═════ AVAILABLE RECORDS ═════
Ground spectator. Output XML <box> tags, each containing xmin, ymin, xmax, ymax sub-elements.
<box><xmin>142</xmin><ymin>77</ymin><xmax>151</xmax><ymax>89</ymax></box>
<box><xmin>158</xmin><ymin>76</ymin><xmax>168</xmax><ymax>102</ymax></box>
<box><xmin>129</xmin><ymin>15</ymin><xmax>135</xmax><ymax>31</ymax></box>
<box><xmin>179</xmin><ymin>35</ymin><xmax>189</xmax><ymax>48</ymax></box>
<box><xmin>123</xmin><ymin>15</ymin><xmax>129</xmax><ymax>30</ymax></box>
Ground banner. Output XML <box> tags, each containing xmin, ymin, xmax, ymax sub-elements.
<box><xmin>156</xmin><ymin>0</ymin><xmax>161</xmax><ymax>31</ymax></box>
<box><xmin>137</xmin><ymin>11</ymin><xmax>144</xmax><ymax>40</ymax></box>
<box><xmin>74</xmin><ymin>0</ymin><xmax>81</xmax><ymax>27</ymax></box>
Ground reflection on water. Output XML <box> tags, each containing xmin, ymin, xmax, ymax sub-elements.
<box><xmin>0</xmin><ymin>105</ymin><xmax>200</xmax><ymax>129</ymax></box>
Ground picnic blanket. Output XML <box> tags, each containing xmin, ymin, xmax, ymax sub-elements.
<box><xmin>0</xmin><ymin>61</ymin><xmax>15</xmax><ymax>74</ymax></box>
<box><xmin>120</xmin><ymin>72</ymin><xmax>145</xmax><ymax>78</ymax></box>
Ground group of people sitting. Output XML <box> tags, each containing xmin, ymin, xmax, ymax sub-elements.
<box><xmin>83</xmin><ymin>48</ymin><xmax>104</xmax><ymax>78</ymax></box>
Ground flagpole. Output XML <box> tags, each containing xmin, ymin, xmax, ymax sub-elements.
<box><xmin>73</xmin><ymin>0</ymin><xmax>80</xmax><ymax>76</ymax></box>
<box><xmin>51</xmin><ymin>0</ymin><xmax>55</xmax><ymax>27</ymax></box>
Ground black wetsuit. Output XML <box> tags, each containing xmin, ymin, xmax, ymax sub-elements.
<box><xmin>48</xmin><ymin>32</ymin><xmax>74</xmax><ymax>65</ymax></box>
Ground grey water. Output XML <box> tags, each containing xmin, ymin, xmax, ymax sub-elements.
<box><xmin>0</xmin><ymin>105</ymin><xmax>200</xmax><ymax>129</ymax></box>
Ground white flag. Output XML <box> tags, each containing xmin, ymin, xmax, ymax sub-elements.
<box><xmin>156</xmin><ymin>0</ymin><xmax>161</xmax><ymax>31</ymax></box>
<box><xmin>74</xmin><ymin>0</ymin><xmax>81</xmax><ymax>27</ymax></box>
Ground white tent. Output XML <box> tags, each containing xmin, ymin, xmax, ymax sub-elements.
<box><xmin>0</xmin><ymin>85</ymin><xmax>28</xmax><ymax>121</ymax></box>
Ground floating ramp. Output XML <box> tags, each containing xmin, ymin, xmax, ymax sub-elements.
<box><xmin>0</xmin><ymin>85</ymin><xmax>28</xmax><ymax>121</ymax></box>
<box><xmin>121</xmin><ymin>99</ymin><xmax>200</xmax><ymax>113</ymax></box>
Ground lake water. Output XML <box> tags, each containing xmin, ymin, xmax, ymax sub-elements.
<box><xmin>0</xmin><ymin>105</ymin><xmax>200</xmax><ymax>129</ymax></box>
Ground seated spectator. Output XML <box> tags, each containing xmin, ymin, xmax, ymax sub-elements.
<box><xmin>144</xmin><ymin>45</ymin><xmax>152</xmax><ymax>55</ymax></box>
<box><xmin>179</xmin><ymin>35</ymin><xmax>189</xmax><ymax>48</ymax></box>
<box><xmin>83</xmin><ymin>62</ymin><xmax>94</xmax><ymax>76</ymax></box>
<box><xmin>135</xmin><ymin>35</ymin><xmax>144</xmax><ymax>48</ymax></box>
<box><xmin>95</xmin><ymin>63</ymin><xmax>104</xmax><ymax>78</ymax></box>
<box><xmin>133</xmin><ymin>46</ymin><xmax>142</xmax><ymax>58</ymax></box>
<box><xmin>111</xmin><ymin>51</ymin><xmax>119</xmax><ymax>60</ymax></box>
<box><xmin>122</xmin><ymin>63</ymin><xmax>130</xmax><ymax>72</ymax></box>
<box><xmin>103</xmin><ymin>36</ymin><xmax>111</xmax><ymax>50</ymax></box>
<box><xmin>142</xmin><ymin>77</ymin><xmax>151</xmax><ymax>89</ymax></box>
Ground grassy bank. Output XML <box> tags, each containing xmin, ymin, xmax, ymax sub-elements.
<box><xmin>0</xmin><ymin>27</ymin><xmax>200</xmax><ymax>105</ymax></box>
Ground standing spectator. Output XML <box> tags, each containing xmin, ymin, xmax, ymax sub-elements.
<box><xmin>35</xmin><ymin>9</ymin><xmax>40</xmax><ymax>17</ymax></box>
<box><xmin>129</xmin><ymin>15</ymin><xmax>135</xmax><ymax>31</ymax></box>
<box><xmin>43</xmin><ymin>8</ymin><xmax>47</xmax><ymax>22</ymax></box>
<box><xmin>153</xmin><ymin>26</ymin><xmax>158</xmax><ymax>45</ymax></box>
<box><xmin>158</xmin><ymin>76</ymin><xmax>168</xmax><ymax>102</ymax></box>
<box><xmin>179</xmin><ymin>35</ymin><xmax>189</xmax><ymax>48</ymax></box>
═════
Return all of the data word for word.

EXERCISE ANSWER:
Ground spectator. Output XML <box> tags, each containing xmin, ymin, xmax, ymax sub-elements.
<box><xmin>142</xmin><ymin>77</ymin><xmax>151</xmax><ymax>89</ymax></box>
<box><xmin>158</xmin><ymin>76</ymin><xmax>168</xmax><ymax>102</ymax></box>
<box><xmin>129</xmin><ymin>15</ymin><xmax>135</xmax><ymax>31</ymax></box>
<box><xmin>179</xmin><ymin>35</ymin><xmax>189</xmax><ymax>48</ymax></box>
<box><xmin>123</xmin><ymin>15</ymin><xmax>129</xmax><ymax>30</ymax></box>
Ground banner. Output XML <box> tags, each containing xmin, ymin, xmax, ymax sub-elements.
<box><xmin>156</xmin><ymin>0</ymin><xmax>161</xmax><ymax>31</ymax></box>
<box><xmin>137</xmin><ymin>11</ymin><xmax>144</xmax><ymax>40</ymax></box>
<box><xmin>74</xmin><ymin>0</ymin><xmax>81</xmax><ymax>27</ymax></box>
Ground reflection on water. Output XML <box> tags, each containing xmin, ymin, xmax, ymax sub-elements.
<box><xmin>0</xmin><ymin>105</ymin><xmax>200</xmax><ymax>129</ymax></box>
Ground picnic blanket. Output XML <box> tags, each containing xmin, ymin, xmax, ymax sub-elements.
<box><xmin>0</xmin><ymin>61</ymin><xmax>15</xmax><ymax>74</ymax></box>
<box><xmin>120</xmin><ymin>72</ymin><xmax>145</xmax><ymax>78</ymax></box>
Ground group of people sitting. Output XML <box> tags, each containing xmin, ymin, xmax, ymax sub-elements.
<box><xmin>83</xmin><ymin>48</ymin><xmax>104</xmax><ymax>78</ymax></box>
Ground flagpole. Output XML <box> tags, each containing xmin, ymin, xmax, ymax sub-elements.
<box><xmin>73</xmin><ymin>0</ymin><xmax>80</xmax><ymax>76</ymax></box>
<box><xmin>51</xmin><ymin>0</ymin><xmax>55</xmax><ymax>27</ymax></box>
Ground black wetsuit. Output XML <box> tags, each containing xmin, ymin, xmax, ymax sub-elements.
<box><xmin>48</xmin><ymin>32</ymin><xmax>74</xmax><ymax>65</ymax></box>
Ground grey water. Output XML <box> tags, each containing xmin, ymin, xmax, ymax sub-elements.
<box><xmin>0</xmin><ymin>105</ymin><xmax>200</xmax><ymax>129</ymax></box>
Ground white flag. Output XML <box> tags, each containing xmin, ymin, xmax, ymax sub-elements.
<box><xmin>156</xmin><ymin>0</ymin><xmax>161</xmax><ymax>31</ymax></box>
<box><xmin>74</xmin><ymin>0</ymin><xmax>81</xmax><ymax>27</ymax></box>
Ground white tent. Output XML <box> tags, each containing xmin, ymin, xmax, ymax sub-elements.
<box><xmin>0</xmin><ymin>85</ymin><xmax>28</xmax><ymax>121</ymax></box>
Ground floating ramp. Output XML <box> tags, each containing xmin, ymin, xmax, ymax sub-elements.
<box><xmin>0</xmin><ymin>85</ymin><xmax>28</xmax><ymax>121</ymax></box>
<box><xmin>121</xmin><ymin>99</ymin><xmax>200</xmax><ymax>113</ymax></box>
Ground lake water. Output XML <box> tags, each containing xmin, ymin, xmax, ymax sub-elements.
<box><xmin>0</xmin><ymin>105</ymin><xmax>200</xmax><ymax>129</ymax></box>
Ground seated spectator. Output XML <box> tags, each containing xmin, ymin, xmax, ymax sub-elements.
<box><xmin>144</xmin><ymin>45</ymin><xmax>152</xmax><ymax>55</ymax></box>
<box><xmin>179</xmin><ymin>35</ymin><xmax>189</xmax><ymax>48</ymax></box>
<box><xmin>83</xmin><ymin>62</ymin><xmax>94</xmax><ymax>76</ymax></box>
<box><xmin>135</xmin><ymin>35</ymin><xmax>144</xmax><ymax>48</ymax></box>
<box><xmin>95</xmin><ymin>63</ymin><xmax>104</xmax><ymax>78</ymax></box>
<box><xmin>133</xmin><ymin>46</ymin><xmax>142</xmax><ymax>58</ymax></box>
<box><xmin>111</xmin><ymin>51</ymin><xmax>119</xmax><ymax>60</ymax></box>
<box><xmin>122</xmin><ymin>63</ymin><xmax>130</xmax><ymax>72</ymax></box>
<box><xmin>103</xmin><ymin>36</ymin><xmax>111</xmax><ymax>50</ymax></box>
<box><xmin>142</xmin><ymin>77</ymin><xmax>151</xmax><ymax>89</ymax></box>
Ground grassy bank. Output XML <box> tags, each containing xmin, ymin, xmax, ymax sub-elements.
<box><xmin>0</xmin><ymin>27</ymin><xmax>200</xmax><ymax>105</ymax></box>
Ground standing spectator. Output XML <box> tags, each containing xmin, ymin, xmax, ymax sub-elements.
<box><xmin>35</xmin><ymin>9</ymin><xmax>40</xmax><ymax>17</ymax></box>
<box><xmin>129</xmin><ymin>15</ymin><xmax>135</xmax><ymax>31</ymax></box>
<box><xmin>43</xmin><ymin>8</ymin><xmax>47</xmax><ymax>22</ymax></box>
<box><xmin>153</xmin><ymin>26</ymin><xmax>158</xmax><ymax>45</ymax></box>
<box><xmin>158</xmin><ymin>76</ymin><xmax>168</xmax><ymax>102</ymax></box>
<box><xmin>179</xmin><ymin>35</ymin><xmax>189</xmax><ymax>48</ymax></box>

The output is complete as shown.